[Data provided]
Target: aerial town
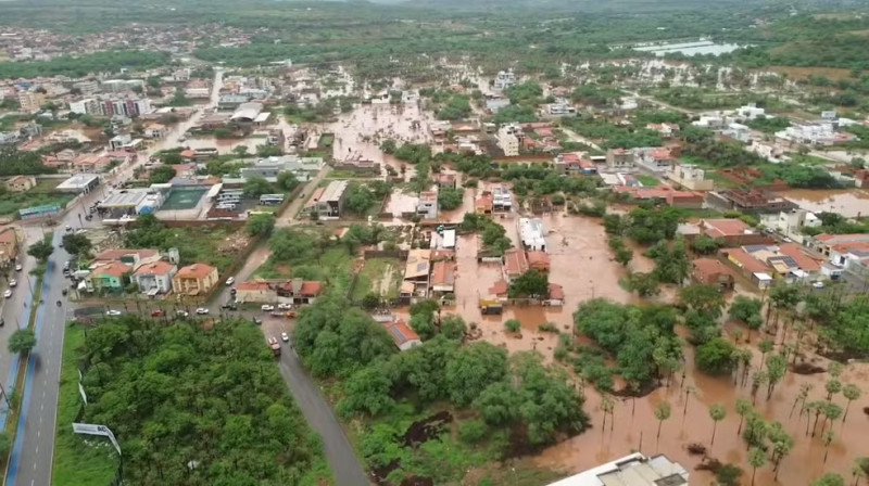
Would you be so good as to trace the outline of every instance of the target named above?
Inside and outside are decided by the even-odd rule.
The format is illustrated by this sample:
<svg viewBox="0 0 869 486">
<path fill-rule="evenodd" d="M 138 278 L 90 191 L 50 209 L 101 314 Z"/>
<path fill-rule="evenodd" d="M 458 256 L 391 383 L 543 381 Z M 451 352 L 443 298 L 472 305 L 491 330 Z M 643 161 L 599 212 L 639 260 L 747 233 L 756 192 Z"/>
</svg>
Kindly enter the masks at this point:
<svg viewBox="0 0 869 486">
<path fill-rule="evenodd" d="M 4 484 L 869 484 L 865 5 L 328 3 L 0 3 Z"/>
</svg>

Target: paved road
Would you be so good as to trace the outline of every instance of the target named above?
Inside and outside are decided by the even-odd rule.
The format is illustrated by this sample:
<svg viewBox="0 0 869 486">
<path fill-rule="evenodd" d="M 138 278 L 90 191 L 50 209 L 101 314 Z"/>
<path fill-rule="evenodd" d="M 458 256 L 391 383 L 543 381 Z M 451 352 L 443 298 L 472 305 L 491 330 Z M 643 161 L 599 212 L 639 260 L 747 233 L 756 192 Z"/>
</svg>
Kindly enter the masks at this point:
<svg viewBox="0 0 869 486">
<path fill-rule="evenodd" d="M 302 367 L 295 351 L 285 345 L 280 355 L 280 374 L 290 386 L 293 398 L 302 409 L 302 414 L 323 438 L 326 459 L 335 474 L 336 484 L 364 486 L 370 484 L 356 452 L 344 435 L 329 404 L 320 395 L 317 385 Z"/>
</svg>

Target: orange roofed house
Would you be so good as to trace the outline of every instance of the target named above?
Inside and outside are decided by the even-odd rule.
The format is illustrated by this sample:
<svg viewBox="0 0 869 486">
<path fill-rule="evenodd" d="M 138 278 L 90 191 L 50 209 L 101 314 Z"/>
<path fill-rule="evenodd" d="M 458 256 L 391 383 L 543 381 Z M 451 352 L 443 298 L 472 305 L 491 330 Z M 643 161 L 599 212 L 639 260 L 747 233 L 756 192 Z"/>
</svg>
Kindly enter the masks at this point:
<svg viewBox="0 0 869 486">
<path fill-rule="evenodd" d="M 172 290 L 176 294 L 203 295 L 217 284 L 218 279 L 217 269 L 211 265 L 188 265 L 172 278 Z"/>
</svg>

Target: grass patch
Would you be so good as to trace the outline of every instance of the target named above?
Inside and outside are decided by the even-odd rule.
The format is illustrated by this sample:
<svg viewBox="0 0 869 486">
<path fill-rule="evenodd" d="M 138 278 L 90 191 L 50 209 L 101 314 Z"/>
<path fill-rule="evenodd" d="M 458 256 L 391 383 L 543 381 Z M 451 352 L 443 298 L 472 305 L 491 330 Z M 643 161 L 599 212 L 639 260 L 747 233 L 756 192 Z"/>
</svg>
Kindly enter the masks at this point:
<svg viewBox="0 0 869 486">
<path fill-rule="evenodd" d="M 648 176 L 645 174 L 640 174 L 637 176 L 637 180 L 643 183 L 646 188 L 654 188 L 660 184 L 660 179 L 657 177 Z"/>
<path fill-rule="evenodd" d="M 54 192 L 60 179 L 43 179 L 29 191 L 11 192 L 0 187 L 0 216 L 17 216 L 18 209 L 25 207 L 56 204 L 61 207 L 73 200 L 73 194 Z"/>
<path fill-rule="evenodd" d="M 117 452 L 108 438 L 75 435 L 70 425 L 75 422 L 81 402 L 78 349 L 84 344 L 84 327 L 66 328 L 54 436 L 53 486 L 105 486 L 114 478 L 117 469 Z"/>
<path fill-rule="evenodd" d="M 383 298 L 398 298 L 401 289 L 404 264 L 395 258 L 370 258 L 365 260 L 365 266 L 360 272 L 356 286 L 353 287 L 351 298 L 361 300 L 369 292 Z M 389 279 L 389 285 L 383 289 L 383 281 Z"/>
</svg>

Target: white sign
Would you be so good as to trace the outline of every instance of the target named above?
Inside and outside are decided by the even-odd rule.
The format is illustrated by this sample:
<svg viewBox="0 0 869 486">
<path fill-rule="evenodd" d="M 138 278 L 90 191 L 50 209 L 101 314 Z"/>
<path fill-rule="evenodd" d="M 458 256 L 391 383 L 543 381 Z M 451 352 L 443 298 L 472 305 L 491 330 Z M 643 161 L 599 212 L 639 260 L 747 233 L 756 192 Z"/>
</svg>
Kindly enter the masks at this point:
<svg viewBox="0 0 869 486">
<path fill-rule="evenodd" d="M 103 437 L 109 437 L 109 440 L 112 442 L 112 445 L 115 446 L 115 450 L 117 450 L 117 455 L 121 456 L 121 446 L 117 444 L 117 439 L 115 439 L 115 434 L 112 433 L 109 427 L 105 425 L 95 425 L 92 423 L 75 423 L 73 422 L 73 433 L 75 434 L 88 434 L 88 435 L 102 435 Z"/>
</svg>

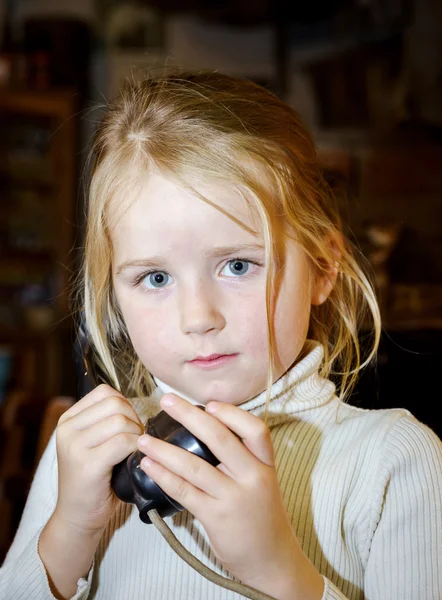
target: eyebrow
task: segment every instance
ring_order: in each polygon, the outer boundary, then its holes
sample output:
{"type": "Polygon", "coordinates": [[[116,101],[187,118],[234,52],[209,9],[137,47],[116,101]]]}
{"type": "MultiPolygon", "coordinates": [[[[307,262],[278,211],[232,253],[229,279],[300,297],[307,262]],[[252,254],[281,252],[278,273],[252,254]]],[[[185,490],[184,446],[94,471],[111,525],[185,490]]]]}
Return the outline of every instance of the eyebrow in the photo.
{"type": "MultiPolygon", "coordinates": [[[[241,254],[243,252],[262,252],[263,250],[265,250],[265,248],[260,244],[238,244],[236,246],[219,246],[213,248],[206,253],[206,256],[210,258],[220,258],[232,254],[241,254]]],[[[165,258],[160,255],[151,256],[150,258],[126,260],[116,268],[115,272],[117,275],[120,275],[120,273],[131,267],[158,267],[158,265],[164,264],[165,262],[165,258]]]]}

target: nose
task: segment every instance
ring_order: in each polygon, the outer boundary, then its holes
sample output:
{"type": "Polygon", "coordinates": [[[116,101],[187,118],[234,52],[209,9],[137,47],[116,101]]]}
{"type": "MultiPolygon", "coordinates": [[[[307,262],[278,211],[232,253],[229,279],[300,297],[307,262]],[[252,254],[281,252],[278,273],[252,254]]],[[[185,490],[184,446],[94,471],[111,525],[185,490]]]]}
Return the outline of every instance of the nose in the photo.
{"type": "Polygon", "coordinates": [[[181,330],[185,334],[203,335],[221,331],[226,322],[213,285],[198,282],[180,293],[181,330]]]}

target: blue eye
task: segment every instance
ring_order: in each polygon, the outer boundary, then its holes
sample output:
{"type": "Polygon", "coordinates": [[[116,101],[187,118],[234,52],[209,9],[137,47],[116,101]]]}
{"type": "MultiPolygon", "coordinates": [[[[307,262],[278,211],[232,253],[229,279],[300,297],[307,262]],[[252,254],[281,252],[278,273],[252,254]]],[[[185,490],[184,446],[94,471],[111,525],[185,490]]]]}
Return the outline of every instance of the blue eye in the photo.
{"type": "Polygon", "coordinates": [[[148,289],[158,289],[166,287],[170,283],[170,279],[170,275],[165,271],[152,271],[143,277],[141,283],[148,289]]]}
{"type": "Polygon", "coordinates": [[[229,260],[224,269],[221,271],[222,275],[246,275],[250,270],[251,263],[248,260],[239,260],[235,258],[233,260],[229,260]],[[230,272],[225,273],[224,271],[228,269],[230,272]]]}

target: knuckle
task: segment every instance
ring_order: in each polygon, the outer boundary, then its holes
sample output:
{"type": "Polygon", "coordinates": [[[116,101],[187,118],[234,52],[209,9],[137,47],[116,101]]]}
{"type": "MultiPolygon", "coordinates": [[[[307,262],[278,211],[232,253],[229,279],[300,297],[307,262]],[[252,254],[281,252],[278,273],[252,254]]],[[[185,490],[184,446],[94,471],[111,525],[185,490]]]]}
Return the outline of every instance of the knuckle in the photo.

[What the task requires]
Only the lines from the one containing "target: knuckle" to the end of the records should be repeated, exactly as they appear.

[Exercise solution]
target: knuckle
task: segment every instance
ring_order: in each polygon, the outer boundary, then its holes
sample output:
{"type": "Polygon", "coordinates": [[[116,101],[187,118],[234,52],[209,9],[137,47],[116,101]]]}
{"type": "MultiPolygon", "coordinates": [[[[307,262],[278,211],[232,253],[229,279],[300,297],[307,262]],[[252,254],[281,252],[278,273],[252,254]]],[[[185,490],[184,446],[94,471],[111,525],[185,490]]]]}
Return the outline of every instance of the knuckle in the photo.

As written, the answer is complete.